:: Task inputs ::
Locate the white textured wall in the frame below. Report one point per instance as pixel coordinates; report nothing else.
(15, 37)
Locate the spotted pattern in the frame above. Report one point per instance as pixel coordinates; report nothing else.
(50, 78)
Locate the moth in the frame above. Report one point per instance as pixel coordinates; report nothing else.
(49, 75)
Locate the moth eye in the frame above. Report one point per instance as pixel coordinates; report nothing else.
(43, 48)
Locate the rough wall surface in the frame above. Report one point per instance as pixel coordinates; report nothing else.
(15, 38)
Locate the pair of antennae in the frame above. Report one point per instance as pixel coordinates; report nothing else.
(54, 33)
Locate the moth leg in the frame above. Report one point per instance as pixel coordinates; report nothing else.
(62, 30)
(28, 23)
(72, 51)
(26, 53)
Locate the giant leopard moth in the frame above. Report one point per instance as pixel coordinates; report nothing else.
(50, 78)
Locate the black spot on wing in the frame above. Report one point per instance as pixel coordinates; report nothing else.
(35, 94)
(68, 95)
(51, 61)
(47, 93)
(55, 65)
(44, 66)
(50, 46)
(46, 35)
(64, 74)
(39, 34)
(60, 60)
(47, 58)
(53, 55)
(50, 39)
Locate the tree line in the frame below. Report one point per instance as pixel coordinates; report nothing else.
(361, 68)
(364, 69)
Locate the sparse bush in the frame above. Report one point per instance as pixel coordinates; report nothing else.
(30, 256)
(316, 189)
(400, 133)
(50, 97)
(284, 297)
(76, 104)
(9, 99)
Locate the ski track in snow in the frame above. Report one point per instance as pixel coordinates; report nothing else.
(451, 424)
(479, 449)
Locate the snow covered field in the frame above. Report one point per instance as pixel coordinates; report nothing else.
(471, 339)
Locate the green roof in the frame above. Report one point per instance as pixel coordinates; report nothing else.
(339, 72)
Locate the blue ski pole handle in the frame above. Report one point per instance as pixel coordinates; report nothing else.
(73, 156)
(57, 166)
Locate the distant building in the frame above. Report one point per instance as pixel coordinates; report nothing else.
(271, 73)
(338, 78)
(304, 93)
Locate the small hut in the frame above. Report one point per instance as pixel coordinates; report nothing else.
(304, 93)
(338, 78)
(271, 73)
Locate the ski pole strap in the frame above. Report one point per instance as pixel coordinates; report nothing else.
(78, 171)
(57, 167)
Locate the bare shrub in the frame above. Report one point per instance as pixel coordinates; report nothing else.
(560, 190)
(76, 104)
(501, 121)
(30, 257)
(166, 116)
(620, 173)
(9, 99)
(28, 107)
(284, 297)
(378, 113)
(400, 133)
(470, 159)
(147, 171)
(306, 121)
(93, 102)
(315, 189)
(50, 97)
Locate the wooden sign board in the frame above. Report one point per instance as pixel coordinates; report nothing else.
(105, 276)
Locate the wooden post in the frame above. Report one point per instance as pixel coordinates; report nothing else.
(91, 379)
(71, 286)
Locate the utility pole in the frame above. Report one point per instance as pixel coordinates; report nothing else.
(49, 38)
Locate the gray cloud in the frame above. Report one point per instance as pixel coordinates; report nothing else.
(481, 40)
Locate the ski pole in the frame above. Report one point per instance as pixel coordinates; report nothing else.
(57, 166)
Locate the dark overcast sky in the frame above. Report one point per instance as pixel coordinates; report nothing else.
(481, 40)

:: Problem requirements ::
Copy exactly. Start at the line containing "Locate the utility" and continue through the last line of the records.

:: Exercise result ::
Locate the utility pole in the frame above. Report one point per instance as pixel coordinates; report nothing else.
(49, 38)
Locate the gray cloud in the frame above. Report one point per instance as pixel coordinates; report nothing else.
(481, 40)
Locate the ski pole in the frame above. Report one point per instance as pixel coordinates; report nothing else.
(57, 166)
Locate the dark overcast sky in the frame above. Report one point per instance as pixel coordinates; report nothing else.
(481, 40)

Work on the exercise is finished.